# [Task details]
Find each line in the records below that contains the word "construction" and copy those lines.

# [Provided data]

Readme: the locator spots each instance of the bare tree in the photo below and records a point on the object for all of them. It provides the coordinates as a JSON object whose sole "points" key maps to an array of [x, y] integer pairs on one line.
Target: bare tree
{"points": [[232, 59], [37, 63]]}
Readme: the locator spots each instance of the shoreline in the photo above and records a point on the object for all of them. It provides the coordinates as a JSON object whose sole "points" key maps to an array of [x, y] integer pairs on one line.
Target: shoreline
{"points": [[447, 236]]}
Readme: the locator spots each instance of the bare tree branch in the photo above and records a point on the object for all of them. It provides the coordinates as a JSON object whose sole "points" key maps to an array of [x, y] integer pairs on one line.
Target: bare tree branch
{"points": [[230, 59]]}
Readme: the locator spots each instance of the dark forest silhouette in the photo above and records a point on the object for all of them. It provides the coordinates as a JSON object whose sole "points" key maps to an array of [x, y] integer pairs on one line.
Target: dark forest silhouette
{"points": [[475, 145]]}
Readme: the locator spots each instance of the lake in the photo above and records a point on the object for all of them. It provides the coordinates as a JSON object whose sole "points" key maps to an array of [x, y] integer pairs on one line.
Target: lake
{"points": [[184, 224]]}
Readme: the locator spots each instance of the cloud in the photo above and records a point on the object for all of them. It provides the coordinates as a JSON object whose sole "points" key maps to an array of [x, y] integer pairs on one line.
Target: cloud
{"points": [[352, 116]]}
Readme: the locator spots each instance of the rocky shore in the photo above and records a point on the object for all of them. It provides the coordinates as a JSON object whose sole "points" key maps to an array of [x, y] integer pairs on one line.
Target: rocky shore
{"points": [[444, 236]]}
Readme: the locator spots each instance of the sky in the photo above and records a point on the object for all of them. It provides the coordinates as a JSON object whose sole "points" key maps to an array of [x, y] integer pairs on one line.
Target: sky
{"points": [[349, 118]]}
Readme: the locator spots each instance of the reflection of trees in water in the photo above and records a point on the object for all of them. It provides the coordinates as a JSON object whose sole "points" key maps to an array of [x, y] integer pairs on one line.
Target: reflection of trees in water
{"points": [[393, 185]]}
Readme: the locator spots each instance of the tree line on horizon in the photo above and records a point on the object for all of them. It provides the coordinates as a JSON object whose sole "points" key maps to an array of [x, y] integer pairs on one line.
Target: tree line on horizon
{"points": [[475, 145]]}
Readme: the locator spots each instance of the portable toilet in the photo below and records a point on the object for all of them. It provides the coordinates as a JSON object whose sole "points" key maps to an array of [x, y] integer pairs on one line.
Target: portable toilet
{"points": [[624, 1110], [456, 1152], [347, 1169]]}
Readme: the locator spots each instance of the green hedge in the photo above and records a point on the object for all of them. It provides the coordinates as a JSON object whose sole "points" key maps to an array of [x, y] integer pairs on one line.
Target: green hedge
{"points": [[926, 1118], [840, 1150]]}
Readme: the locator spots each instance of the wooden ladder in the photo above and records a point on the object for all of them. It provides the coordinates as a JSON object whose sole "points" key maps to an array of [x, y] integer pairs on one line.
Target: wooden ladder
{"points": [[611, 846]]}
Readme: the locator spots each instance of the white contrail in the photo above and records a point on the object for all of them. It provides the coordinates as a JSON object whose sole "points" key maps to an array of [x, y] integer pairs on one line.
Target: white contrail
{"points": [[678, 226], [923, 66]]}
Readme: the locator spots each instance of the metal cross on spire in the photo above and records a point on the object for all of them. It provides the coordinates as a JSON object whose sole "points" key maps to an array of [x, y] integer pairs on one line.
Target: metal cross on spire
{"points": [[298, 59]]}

...

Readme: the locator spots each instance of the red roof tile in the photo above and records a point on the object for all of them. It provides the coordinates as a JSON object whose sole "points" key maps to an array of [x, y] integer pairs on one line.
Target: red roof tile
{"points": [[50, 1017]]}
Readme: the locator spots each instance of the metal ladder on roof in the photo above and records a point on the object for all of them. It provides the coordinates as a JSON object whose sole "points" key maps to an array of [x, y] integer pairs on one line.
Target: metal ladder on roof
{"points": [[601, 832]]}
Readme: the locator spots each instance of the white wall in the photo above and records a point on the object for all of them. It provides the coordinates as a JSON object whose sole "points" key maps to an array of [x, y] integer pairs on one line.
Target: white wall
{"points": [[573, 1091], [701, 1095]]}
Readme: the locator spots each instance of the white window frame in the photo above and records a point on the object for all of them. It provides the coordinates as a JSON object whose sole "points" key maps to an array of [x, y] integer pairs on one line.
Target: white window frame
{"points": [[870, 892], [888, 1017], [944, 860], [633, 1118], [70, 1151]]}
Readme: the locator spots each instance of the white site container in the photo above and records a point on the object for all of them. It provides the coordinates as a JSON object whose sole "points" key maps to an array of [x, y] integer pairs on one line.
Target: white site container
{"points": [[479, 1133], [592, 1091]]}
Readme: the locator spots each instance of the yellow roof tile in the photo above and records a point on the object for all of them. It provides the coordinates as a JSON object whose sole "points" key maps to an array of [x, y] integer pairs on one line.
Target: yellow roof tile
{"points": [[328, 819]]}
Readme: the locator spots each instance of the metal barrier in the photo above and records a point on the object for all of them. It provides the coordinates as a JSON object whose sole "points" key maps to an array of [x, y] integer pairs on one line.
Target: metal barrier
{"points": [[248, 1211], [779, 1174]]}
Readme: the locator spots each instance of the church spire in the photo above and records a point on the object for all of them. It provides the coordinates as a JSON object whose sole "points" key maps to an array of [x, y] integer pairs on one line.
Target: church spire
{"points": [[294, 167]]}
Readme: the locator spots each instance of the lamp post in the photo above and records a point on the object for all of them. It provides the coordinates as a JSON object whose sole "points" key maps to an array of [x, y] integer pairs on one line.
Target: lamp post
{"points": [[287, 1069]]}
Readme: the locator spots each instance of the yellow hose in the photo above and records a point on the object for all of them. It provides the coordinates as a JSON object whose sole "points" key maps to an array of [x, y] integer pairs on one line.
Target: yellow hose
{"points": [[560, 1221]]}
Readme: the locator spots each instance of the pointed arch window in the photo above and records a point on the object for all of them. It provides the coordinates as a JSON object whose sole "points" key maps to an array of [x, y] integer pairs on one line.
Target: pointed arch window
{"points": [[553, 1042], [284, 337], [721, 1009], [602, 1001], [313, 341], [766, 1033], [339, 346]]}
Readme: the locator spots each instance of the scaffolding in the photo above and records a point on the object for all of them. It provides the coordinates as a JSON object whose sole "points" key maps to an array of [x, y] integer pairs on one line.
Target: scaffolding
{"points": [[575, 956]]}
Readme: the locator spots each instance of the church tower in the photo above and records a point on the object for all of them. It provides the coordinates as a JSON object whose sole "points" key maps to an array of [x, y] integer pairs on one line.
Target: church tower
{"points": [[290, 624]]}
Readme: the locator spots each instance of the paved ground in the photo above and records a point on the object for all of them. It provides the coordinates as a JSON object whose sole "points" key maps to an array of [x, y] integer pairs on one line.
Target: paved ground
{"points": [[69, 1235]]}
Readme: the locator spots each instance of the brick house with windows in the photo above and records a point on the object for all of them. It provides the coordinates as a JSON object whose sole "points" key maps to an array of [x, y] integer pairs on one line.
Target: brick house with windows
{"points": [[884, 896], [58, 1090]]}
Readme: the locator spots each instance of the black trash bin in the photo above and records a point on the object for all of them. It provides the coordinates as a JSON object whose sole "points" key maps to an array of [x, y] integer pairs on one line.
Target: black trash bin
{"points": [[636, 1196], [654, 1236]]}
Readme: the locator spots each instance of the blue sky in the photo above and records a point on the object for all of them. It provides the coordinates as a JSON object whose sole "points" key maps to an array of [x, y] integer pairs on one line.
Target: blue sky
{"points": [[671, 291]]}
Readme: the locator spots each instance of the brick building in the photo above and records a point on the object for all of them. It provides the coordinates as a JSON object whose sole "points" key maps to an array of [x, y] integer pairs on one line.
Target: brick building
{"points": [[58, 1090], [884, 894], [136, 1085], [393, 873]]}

--

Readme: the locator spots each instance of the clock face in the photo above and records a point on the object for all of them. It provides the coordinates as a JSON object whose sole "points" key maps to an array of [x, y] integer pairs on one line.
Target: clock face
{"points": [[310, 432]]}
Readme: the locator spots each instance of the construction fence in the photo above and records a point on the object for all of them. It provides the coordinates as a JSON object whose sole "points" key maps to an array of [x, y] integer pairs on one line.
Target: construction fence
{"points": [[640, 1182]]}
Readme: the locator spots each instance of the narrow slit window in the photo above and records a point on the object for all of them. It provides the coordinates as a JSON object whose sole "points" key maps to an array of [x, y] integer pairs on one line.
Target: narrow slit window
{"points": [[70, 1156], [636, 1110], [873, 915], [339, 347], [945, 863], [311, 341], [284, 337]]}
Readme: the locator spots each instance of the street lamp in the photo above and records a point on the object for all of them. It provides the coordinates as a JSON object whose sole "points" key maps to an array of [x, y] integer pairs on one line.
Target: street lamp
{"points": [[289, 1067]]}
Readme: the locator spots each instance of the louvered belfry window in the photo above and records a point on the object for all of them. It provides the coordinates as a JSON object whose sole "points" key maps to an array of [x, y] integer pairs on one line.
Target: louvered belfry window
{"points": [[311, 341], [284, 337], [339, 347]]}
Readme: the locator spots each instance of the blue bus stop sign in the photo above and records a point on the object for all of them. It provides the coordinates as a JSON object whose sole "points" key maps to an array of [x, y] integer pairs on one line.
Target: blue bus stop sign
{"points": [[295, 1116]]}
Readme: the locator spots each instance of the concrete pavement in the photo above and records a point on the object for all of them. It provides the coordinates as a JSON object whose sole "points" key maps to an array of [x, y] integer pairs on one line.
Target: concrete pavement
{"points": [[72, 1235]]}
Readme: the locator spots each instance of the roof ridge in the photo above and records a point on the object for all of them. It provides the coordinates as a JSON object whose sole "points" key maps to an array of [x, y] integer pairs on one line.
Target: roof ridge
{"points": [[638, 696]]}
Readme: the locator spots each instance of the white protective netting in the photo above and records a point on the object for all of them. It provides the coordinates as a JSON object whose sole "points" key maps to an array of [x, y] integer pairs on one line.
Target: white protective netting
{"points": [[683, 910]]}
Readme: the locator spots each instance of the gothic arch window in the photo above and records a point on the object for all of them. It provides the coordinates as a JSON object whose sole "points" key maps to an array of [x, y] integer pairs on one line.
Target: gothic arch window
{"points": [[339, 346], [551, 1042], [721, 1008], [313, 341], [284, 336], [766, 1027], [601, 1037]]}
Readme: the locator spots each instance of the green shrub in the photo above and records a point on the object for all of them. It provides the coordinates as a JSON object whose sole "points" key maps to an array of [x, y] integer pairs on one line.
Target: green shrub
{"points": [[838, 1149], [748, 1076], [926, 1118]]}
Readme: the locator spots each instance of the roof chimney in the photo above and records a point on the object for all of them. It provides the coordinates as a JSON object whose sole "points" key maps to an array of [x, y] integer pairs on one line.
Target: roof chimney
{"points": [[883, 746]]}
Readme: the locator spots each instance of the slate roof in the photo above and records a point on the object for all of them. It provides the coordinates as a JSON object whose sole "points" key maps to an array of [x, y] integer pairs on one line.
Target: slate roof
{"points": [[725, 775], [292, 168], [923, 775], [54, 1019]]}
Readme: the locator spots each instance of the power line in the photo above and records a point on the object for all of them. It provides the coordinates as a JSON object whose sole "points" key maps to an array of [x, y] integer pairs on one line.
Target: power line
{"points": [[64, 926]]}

# [Task output]
Readme: the locator spots each instance of the construction fence in the photo above and records a point on the object for all of them. It provides the coordinates as a JSON object whose sole "points" key maps to an array of [x, y] integer pairs on one line.
Target: construction fence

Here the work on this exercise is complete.